EXERCISE:
Would you please output the data exactly, omitting no line?

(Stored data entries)

=== Begin Enclosure ===

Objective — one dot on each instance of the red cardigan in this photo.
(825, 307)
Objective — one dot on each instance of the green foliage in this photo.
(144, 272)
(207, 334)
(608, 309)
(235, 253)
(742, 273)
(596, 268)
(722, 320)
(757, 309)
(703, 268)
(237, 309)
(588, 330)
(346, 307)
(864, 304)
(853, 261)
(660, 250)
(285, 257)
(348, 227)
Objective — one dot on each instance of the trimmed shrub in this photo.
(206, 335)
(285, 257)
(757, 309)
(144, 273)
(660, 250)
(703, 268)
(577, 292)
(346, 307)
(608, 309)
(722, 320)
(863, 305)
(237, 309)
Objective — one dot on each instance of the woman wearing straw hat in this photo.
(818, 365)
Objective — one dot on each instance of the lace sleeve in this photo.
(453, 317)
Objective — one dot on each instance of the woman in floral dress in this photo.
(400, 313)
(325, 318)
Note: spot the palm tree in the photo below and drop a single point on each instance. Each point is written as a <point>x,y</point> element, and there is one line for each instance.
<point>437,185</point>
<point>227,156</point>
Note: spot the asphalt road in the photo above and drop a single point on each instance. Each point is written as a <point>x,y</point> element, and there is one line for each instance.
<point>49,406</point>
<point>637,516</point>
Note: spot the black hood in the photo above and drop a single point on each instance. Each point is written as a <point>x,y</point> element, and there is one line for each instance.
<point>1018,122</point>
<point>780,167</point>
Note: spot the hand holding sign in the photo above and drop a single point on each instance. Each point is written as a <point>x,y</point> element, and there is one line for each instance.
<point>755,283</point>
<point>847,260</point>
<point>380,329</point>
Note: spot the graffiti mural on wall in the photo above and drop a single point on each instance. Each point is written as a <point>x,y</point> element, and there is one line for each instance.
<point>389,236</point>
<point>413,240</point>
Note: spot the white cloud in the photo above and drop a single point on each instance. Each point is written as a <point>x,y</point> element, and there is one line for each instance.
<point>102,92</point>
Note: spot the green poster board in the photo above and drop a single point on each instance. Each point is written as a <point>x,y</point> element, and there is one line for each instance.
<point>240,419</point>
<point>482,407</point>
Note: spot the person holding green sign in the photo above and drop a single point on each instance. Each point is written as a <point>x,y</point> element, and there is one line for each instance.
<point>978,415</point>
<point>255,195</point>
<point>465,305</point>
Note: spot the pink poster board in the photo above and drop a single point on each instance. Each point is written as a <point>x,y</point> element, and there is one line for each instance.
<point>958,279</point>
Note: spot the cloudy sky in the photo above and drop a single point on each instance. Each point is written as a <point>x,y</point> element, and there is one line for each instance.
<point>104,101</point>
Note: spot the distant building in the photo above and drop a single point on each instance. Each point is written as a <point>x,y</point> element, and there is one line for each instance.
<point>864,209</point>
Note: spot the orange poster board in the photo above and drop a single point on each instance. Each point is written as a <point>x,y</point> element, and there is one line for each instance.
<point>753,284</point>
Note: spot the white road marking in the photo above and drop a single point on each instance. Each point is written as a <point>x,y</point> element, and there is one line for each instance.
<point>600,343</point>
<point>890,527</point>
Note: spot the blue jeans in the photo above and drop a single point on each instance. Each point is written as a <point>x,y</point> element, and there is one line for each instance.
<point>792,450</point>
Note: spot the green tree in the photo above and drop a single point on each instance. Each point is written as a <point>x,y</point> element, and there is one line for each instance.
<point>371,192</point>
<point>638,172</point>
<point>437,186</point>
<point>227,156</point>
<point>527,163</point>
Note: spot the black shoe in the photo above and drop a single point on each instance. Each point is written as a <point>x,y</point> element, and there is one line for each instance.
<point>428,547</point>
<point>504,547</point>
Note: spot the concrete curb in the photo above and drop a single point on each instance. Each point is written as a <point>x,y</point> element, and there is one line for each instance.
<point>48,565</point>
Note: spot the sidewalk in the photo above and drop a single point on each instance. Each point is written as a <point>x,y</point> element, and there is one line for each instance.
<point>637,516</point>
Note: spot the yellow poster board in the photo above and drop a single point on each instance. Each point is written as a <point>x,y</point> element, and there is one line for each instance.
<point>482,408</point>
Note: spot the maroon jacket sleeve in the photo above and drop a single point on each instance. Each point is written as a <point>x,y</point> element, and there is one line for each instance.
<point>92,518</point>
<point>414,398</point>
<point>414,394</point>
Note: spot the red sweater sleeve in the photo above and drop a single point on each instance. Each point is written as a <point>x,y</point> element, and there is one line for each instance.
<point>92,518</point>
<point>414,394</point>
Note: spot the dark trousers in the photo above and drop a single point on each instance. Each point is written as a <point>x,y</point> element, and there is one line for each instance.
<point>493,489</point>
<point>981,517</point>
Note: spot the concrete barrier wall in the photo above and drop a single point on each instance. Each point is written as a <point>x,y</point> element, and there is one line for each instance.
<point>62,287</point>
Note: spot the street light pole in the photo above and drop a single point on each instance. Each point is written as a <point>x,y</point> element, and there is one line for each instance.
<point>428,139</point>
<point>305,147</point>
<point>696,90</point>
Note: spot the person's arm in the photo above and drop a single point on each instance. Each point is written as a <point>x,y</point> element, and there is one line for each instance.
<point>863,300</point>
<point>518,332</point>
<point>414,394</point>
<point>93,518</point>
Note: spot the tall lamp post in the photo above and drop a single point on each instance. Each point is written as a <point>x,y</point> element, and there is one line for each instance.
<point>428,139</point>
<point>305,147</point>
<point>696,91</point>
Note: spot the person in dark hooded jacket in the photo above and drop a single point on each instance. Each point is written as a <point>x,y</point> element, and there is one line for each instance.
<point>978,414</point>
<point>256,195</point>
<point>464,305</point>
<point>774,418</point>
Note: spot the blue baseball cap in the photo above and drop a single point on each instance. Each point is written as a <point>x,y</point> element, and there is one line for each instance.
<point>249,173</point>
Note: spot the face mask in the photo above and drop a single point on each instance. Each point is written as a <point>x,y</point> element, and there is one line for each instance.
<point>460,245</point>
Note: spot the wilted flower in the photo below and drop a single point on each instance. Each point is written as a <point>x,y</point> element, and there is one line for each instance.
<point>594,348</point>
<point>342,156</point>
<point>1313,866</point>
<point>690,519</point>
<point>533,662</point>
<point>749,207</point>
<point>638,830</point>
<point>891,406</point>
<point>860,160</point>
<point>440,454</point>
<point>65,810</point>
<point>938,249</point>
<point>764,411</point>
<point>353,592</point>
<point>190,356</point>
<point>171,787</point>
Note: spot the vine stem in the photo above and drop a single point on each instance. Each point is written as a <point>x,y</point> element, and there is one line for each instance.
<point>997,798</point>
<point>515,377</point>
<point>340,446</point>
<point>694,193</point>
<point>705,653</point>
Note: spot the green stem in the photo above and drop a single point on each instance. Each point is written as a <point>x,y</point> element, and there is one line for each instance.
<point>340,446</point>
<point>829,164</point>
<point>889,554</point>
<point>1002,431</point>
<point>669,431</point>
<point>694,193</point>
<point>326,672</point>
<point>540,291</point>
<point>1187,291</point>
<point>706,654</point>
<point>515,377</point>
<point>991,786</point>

=== End Enclosure ===

OUTPUT OF THE TASK:
Objective — one dot on each instance of the red cardigan in this photo.
(825, 307)
Objective — one dot on each instance of the green foliage in this photo.
(144, 272)
(207, 334)
(608, 309)
(235, 253)
(742, 273)
(596, 268)
(722, 320)
(757, 309)
(703, 268)
(237, 309)
(588, 330)
(346, 307)
(864, 304)
(853, 261)
(660, 250)
(285, 257)
(348, 227)
Objective — one dot on each instance of the trimmed shrub in this photo.
(206, 335)
(285, 257)
(757, 309)
(144, 273)
(660, 250)
(703, 268)
(577, 292)
(346, 307)
(608, 309)
(722, 320)
(863, 305)
(237, 309)
Objective — one dot on each instance of the woman wearing straw hat in this photo.
(818, 365)
Objective — one dot on each instance of the lace sleeve in this photo.
(453, 317)
Objective — one dot on each instance of the woman in floral dress in this photo.
(400, 313)
(325, 318)
Note: spot the palm tree in the photo below and drop a single point on each instance. Each point is written as a <point>x,y</point> element, and there is one line for each instance.
<point>437,185</point>
<point>227,156</point>
Note: spot the asphalt road in the photo above and drop a single point on each instance. Each point is written as a <point>x,y</point> element, and there is one line for each instance.
<point>49,406</point>
<point>637,516</point>
Note: spot the black hood in the photo above and drop a single point on each instance. Each point is written as a <point>x,y</point> element, and there is one line for each instance.
<point>1018,122</point>
<point>780,167</point>
Note: spot the hand holding sign in the photo above and drop a single point on each instance. Each point is written as a <point>x,y</point> element, and there is one line for each instance.
<point>755,283</point>
<point>847,260</point>
<point>380,329</point>
Note: spot the graffiti mural on wall in the photo above and drop a single point on each instance. Each point is written as a <point>x,y</point> element, and there is one line for each instance.
<point>389,236</point>
<point>413,240</point>
Note: spot the white cloud in the photo above and drop a single point on each instance. Each point is written as a <point>x,y</point> element, and there is one line for each instance.
<point>102,92</point>
Note: spot the green poster board in the photo above and drop a single point on each instance. Each point is written as a <point>x,y</point> element, and there is one line for each instance.
<point>240,419</point>
<point>482,407</point>
Note: spot the person holding green sign in the photo above and drop a single point on each instance. Each point is written as a <point>x,y</point> element, and there is one line for each instance.
<point>978,415</point>
<point>255,195</point>
<point>465,305</point>
Note: spot the pink poster board in the photo above and drop a single point on each instance. Each point is written as a <point>x,y</point> element, and there is one line for each instance.
<point>958,279</point>
Note: spot the cloudy sky in the photo above and drop a single point on each instance. Each point is written as a <point>x,y</point> element, and there is one line for each instance.
<point>104,101</point>
Note: spot the distant building in the photo above and drop a single point on each instance. Each point is written as a <point>x,y</point> element, and there is one line for each instance.
<point>864,209</point>
Note: spot the orange poster board in the photo above and drop a single point on each instance. Each point is written as a <point>x,y</point> element, and there is one line for each instance.
<point>753,284</point>
Note: spot the white road marking in the photo above and drop a single point on each instance. Each point is written as a <point>x,y</point> element, and there is one line for each instance.
<point>600,343</point>
<point>890,527</point>
Note: spot the blue jeans in the photo above and drop a single point on each instance. Each point is written as a <point>x,y</point> element, and there is one line for each instance.
<point>792,450</point>
Note: spot the green tree in the photo above and drop a single point on each instance. Each point is written as a <point>x,y</point> element, and there is one line for each instance.
<point>371,192</point>
<point>638,172</point>
<point>437,186</point>
<point>227,156</point>
<point>527,163</point>
Note: spot the black shoe in the photo above and drop a single point on each instance. Each point is written as a <point>x,y</point> element, and there is one line for each instance.
<point>428,547</point>
<point>504,547</point>
Note: spot the concrete curb in the photo above and drop a single point on each instance. Each point is written as a <point>x,y</point> element, and there is one line for each instance.
<point>48,565</point>
Note: spot the sidewalk in the photo above and drop a single point on each instance. Each point is written as a <point>x,y</point> element, and there is one line for each instance.
<point>637,516</point>
Note: spot the yellow poster board in the photo above and drop a single point on each instance. Each point is written as a <point>x,y</point> element, and there is one line for each instance.
<point>482,408</point>
Note: spot the maroon jacket sleeve in the photo above and drop a single point on each instance. Each point is written as a <point>x,y</point> element, and there is one line for each instance.
<point>92,518</point>
<point>414,398</point>
<point>414,394</point>
Note: spot the red sweater sleeve in the photo above and drop a single point on each instance. Each point is written as a <point>x,y</point> element, and there is one line for each instance.
<point>92,518</point>
<point>414,394</point>
Note: spot the dark trousers in the photo above and drop a single point on each instance. Each point is written as a <point>x,y</point> element, and there is one line for each instance.
<point>493,489</point>
<point>981,517</point>
Note: spot the concrete barrier wall in the photo above and drop a single point on each instance. Each point is written as a <point>x,y</point> element, and there is one line for each instance.
<point>62,287</point>
Note: spot the street light pole in the photo above and drop a single point on each instance. Each point is written as a <point>x,y</point> element, and there is one line for each instance.
<point>428,139</point>
<point>305,147</point>
<point>696,90</point>
Note: spot the person's arm in the photo above and drop a single point on each instance. Each point is written as a <point>x,y</point> element, and there is one line for each instance.
<point>863,300</point>
<point>518,332</point>
<point>414,394</point>
<point>93,518</point>
Note: spot the tall lamp post in the photo above and drop a single point on each instance. Each point is written as a <point>x,y</point> element, and there is one line for each instance.
<point>428,139</point>
<point>305,147</point>
<point>696,91</point>
Note: spot the person in dark hooded jacket in the photo above and drop a single point on each instance. Each point is written as a <point>x,y</point> element, and there is one line for each instance.
<point>978,414</point>
<point>256,195</point>
<point>464,305</point>
<point>774,418</point>
Note: spot the blue baseball cap in the photo above and drop a single point on each instance. Each point is written as a <point>x,y</point> element, and there is one line for each instance.
<point>249,173</point>
Note: spot the face mask in the photo above and drop a single point on each instance. Each point is written as a <point>x,y</point> element, and there is one line for each instance.
<point>460,245</point>
Note: spot the wilted flower in the photo below and drop a single point on each instance. Each point is written as a <point>x,y</point> element, and there is one line for each instance.
<point>594,348</point>
<point>342,156</point>
<point>1313,866</point>
<point>690,519</point>
<point>533,662</point>
<point>749,207</point>
<point>638,830</point>
<point>891,406</point>
<point>860,160</point>
<point>440,454</point>
<point>65,810</point>
<point>938,249</point>
<point>764,411</point>
<point>353,592</point>
<point>190,356</point>
<point>171,787</point>
Note: spot the vine stem in the photo above and drop a single point on each instance. Each point is written as a <point>x,y</point> element, and there is one line for each instance.
<point>997,798</point>
<point>515,377</point>
<point>340,446</point>
<point>694,193</point>
<point>705,653</point>
Note: spot the green stem in the photo above and drop a single point on each instance. Each point is written as a <point>x,y</point> element, and there is one line for each instance.
<point>340,446</point>
<point>829,164</point>
<point>889,554</point>
<point>1002,431</point>
<point>669,431</point>
<point>694,193</point>
<point>326,672</point>
<point>540,291</point>
<point>1187,291</point>
<point>706,654</point>
<point>515,377</point>
<point>991,786</point>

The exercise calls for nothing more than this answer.